◆ **Raw records**:
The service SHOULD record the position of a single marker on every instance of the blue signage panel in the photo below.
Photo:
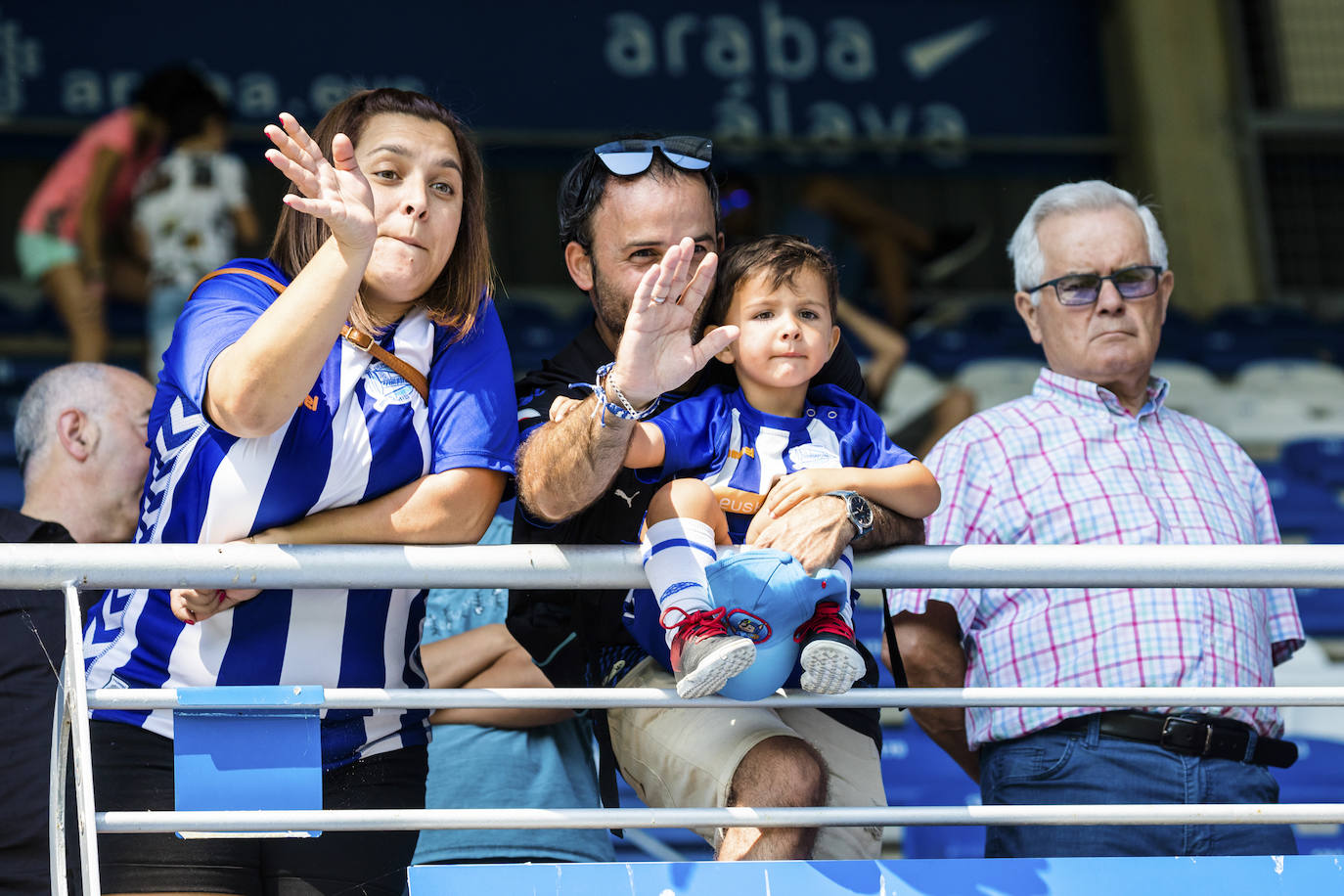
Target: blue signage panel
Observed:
(850, 71)
(1286, 874)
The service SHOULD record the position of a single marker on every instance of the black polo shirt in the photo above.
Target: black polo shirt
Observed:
(32, 643)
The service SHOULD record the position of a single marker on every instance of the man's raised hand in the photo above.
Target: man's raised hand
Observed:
(657, 351)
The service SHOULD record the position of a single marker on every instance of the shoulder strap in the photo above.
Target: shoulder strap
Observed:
(348, 332)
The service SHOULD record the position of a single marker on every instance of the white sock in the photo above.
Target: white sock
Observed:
(844, 565)
(676, 553)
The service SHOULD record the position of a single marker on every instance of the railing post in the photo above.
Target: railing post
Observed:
(77, 711)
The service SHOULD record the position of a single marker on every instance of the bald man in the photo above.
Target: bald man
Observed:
(81, 445)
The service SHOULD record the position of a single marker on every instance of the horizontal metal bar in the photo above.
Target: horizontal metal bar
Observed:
(862, 697)
(519, 565)
(130, 823)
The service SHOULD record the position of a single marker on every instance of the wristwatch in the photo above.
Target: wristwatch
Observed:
(859, 511)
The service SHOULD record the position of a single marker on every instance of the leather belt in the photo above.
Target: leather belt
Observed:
(1191, 735)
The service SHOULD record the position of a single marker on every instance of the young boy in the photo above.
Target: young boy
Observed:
(761, 450)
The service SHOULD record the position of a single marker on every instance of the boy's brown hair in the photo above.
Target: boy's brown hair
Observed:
(779, 258)
(466, 284)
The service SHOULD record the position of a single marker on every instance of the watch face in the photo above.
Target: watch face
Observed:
(861, 511)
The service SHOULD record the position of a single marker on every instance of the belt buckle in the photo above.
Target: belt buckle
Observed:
(1182, 735)
(359, 338)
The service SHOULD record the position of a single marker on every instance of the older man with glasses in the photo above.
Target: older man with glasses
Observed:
(624, 207)
(1093, 456)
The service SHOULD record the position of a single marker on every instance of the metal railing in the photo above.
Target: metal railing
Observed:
(72, 567)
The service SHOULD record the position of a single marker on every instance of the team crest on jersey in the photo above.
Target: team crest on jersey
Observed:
(386, 385)
(804, 457)
(749, 625)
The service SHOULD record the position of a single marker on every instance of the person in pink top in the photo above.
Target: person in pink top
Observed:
(1096, 456)
(67, 223)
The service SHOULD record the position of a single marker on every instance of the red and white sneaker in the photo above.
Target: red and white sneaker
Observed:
(830, 661)
(704, 651)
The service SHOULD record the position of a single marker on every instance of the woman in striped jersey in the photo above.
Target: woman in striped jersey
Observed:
(352, 387)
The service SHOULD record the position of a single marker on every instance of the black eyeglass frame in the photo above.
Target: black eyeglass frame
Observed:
(1100, 278)
(633, 146)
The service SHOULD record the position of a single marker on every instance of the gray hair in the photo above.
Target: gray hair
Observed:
(82, 385)
(1028, 263)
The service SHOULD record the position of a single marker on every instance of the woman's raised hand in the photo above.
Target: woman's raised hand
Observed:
(335, 191)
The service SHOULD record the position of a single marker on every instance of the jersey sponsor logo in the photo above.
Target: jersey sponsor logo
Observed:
(386, 385)
(811, 456)
(739, 501)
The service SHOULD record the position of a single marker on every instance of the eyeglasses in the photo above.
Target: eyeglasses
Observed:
(1133, 283)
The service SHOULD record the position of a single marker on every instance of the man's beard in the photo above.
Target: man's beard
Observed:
(610, 306)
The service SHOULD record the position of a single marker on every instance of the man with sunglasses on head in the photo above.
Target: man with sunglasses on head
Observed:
(1095, 456)
(622, 207)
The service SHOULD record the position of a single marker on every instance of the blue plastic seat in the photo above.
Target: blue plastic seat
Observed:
(1318, 777)
(1305, 510)
(917, 773)
(11, 488)
(1318, 460)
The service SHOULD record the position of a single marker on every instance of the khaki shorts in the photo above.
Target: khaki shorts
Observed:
(686, 758)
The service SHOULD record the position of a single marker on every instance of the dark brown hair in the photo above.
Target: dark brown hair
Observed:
(457, 294)
(779, 258)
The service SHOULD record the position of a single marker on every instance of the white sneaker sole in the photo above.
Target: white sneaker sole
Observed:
(829, 666)
(717, 668)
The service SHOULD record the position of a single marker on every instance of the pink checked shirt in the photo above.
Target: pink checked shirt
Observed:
(1070, 465)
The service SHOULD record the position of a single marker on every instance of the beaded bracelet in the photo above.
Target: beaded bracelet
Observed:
(624, 409)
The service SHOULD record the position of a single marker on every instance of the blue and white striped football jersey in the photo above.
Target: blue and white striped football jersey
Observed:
(718, 437)
(360, 432)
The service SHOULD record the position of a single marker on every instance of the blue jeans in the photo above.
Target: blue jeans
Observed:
(1058, 767)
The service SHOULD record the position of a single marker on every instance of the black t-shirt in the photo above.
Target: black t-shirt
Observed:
(577, 637)
(32, 644)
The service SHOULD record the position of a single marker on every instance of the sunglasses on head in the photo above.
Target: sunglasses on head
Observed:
(625, 157)
(632, 156)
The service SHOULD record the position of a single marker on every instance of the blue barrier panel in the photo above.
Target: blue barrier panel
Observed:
(1308, 874)
(262, 755)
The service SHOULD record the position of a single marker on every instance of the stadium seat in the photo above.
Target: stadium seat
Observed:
(1240, 335)
(1193, 389)
(1286, 377)
(1322, 611)
(1265, 425)
(11, 488)
(917, 773)
(1305, 510)
(1318, 777)
(995, 381)
(1320, 460)
(910, 394)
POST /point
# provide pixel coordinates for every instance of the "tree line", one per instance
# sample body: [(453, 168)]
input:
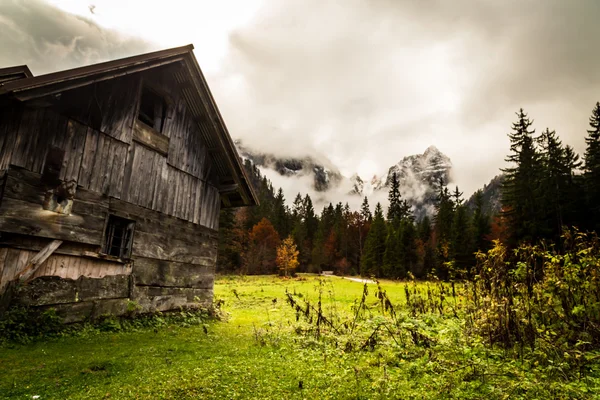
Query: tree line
[(546, 187)]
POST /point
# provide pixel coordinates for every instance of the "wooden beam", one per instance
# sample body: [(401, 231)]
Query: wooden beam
[(150, 138), (38, 260), (228, 188)]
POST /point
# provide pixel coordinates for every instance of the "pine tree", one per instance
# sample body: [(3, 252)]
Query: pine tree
[(592, 167), (287, 256), (461, 248), (280, 214), (372, 261), (408, 250), (312, 222), (521, 194), (365, 211), (395, 210), (481, 224), (392, 264), (299, 231), (444, 217), (553, 182)]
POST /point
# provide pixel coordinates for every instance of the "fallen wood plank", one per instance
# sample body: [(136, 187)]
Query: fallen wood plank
[(38, 260)]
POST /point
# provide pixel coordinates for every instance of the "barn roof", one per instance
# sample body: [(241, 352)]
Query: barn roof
[(193, 85)]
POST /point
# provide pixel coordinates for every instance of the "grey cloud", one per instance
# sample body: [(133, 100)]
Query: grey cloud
[(48, 39), (359, 79), (355, 80)]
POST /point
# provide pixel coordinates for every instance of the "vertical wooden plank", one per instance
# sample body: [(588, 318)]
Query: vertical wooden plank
[(185, 197), (100, 165), (192, 199), (11, 118), (3, 252), (87, 161), (118, 171), (25, 137), (109, 161), (125, 189), (197, 199), (10, 267)]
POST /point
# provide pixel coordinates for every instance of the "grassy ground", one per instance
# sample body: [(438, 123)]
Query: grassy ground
[(256, 353)]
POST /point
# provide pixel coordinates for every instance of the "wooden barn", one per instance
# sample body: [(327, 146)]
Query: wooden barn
[(111, 181)]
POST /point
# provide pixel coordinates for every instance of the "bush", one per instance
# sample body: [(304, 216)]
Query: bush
[(535, 297)]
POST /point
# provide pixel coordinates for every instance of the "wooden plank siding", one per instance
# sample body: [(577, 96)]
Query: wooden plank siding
[(102, 164), (64, 266)]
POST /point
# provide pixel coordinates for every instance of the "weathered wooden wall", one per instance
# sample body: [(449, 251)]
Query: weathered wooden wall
[(164, 183), (104, 157), (173, 261)]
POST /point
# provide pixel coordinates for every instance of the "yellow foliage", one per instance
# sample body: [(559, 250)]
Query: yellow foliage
[(287, 255)]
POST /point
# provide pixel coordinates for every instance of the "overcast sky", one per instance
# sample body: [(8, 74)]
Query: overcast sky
[(360, 82)]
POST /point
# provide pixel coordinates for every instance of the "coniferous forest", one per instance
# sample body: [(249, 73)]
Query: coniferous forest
[(547, 188)]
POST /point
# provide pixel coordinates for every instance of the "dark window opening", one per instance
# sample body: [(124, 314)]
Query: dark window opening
[(119, 237), (152, 109)]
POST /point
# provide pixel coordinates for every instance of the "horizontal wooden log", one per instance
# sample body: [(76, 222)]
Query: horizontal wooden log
[(38, 260), (150, 138), (153, 299), (48, 290), (21, 211), (161, 247), (150, 272), (152, 221), (26, 218), (89, 310)]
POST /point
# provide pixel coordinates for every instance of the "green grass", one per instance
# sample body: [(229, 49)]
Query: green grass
[(256, 353)]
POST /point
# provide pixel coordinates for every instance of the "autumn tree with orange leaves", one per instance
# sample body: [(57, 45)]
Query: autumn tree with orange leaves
[(287, 256), (262, 248)]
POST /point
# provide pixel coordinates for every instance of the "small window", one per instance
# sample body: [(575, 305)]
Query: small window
[(152, 109), (119, 237)]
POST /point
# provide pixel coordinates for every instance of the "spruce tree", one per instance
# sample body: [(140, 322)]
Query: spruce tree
[(392, 265), (408, 251), (481, 224), (395, 209), (444, 217), (461, 245), (312, 221), (299, 231), (374, 250), (365, 211), (521, 191), (280, 215), (592, 167)]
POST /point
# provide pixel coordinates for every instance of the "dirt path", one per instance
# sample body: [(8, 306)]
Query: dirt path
[(360, 280)]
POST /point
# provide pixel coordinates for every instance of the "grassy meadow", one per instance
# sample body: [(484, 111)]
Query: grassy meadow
[(351, 344)]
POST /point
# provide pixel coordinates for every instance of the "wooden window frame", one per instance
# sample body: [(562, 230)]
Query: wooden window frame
[(115, 225)]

◆ **Given exercise**: Copy the entries without any changes, from the line containing "with sunglasses on head in the photo above." through the line containing "(1318, 460)", including both of those lines.

◆ **Answer to the exercise**:
The service SHOULD record the position of a single marker on every instance of the man with sunglasses on head in the photo above.
Target: man with sunglasses on head
Observed:
(1095, 456)
(622, 207)
The service SHOULD record the position of a single marker on every instance of the blue plastic seat in the photo above.
Target: blue plastic seat
Observed:
(1318, 777)
(1305, 510)
(917, 773)
(11, 488)
(1318, 460)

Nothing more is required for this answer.